■ Records for the exercise ■
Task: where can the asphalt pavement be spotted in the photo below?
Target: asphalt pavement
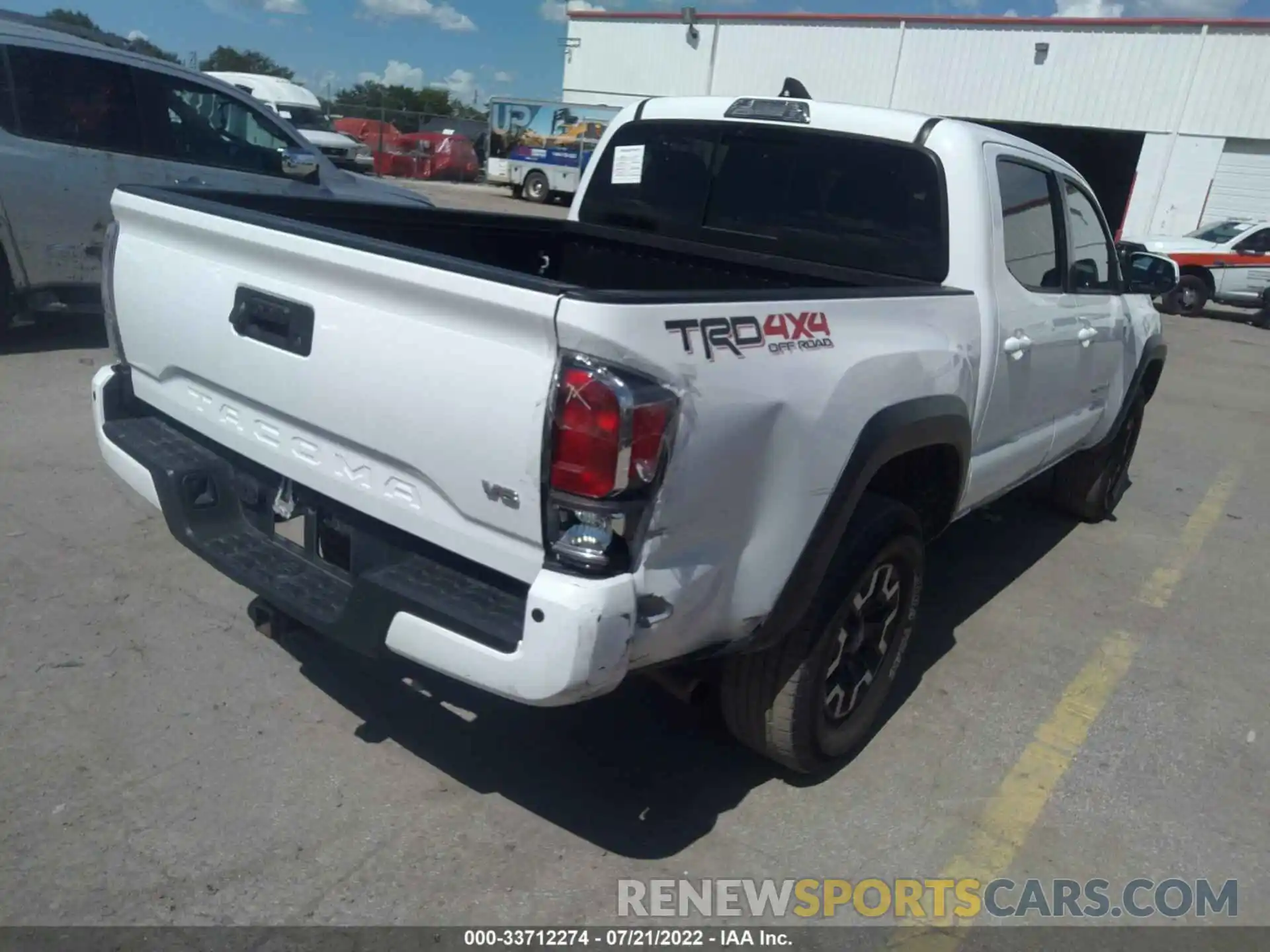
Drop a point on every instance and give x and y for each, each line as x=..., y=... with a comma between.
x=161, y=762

==

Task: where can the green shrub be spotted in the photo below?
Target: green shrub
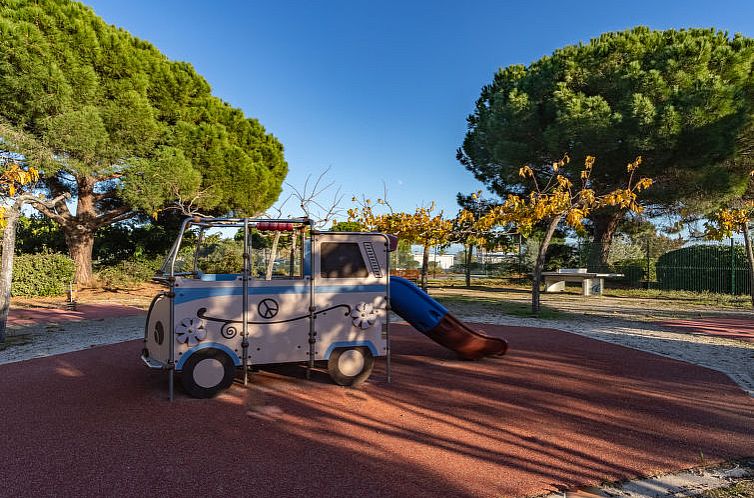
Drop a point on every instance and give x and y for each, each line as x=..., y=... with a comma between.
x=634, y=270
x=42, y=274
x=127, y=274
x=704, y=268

■ Work request ■
Provide the number of lines in the entries above on which the string "Target" is found, and no other text.

■ Reply to the task ■
2